**What you will do:**
1 – In the article on Naomi Masitsa Shiyonga, during which years did she work in Kenya's health sector?
2 – Please set down the part of the article on Naomi Masitsa Shiyonga that opens with the words containing "Personal details" and closes with "of Wollongong, Australia.".
=== Extracted text ===
Senator

Personal details
- Party: Orange Democratic Movement
- Alma mater: Wollongong University Mount Kenya University
- Awards: Global Empowerment Award

= Naomi Masitsa Shiyonga =

Kenyan senator

Naomi Masitsa Shiyonga is a Kenyan politician who served as a nominated Senator in the Parliament of Kenya under the Orange Democratic Movement (ODM).

== Education ==
Shiyonga attended Ikoli Primary School before proceeding to Shanderema Secondary School. She later obtained a certificate in Health Records and Information Management from the Kenya Medical Training College (KMTC). She holds a degree in Health Records and Information Management from Mount Kenya University and a Master's degree in Health Informatics from the University of Wollongong, Australia.

== Career ==
Before entering politics, Shiyonga worked in Kenya's health sector from 1994 to 2017. She began her career at a local dispensary and later worked at the GSU Headquarters Health Centre in Ruaraka. She also served at the National AIDS and STI Control Programme and the Disease Surveillance and Response Unit (DSRU/DDSR).
=== Source data ===
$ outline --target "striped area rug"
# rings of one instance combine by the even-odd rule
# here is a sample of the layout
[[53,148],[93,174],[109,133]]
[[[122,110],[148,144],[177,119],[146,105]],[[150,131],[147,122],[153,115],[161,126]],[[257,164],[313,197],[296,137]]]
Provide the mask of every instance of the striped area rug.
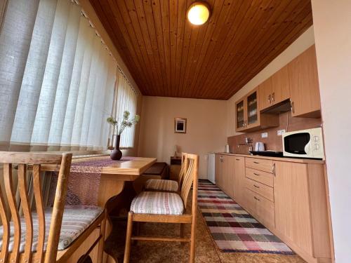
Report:
[[208,180],[199,180],[198,205],[222,252],[293,255],[277,236]]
===
**Solved tasks:**
1 – From 1994 to 2017.

2 –
Personal details
- Party: Orange Democratic Movement
- Alma mater: Wollongong University Mount Kenya University
- Awards: Global Empowerment Award

= Naomi Masitsa Shiyonga =

Kenyan senator

Naomi Masitsa Shiyonga is a Kenyan politician who served as a nominated Senator in the Parliament of Kenya under the Orange Democratic Movement (ODM).

== Education ==
Shiyonga attended Ikoli Primary School before proceeding to Shanderema Secondary School. She later obtained a certificate in Health Records and Information Management from the Kenya Medical Training College (KMTC). She holds a degree in Health Records and Information Management from Mount Kenya University and a Master's degree in Health Informatics from the University of Wollongong, Australia.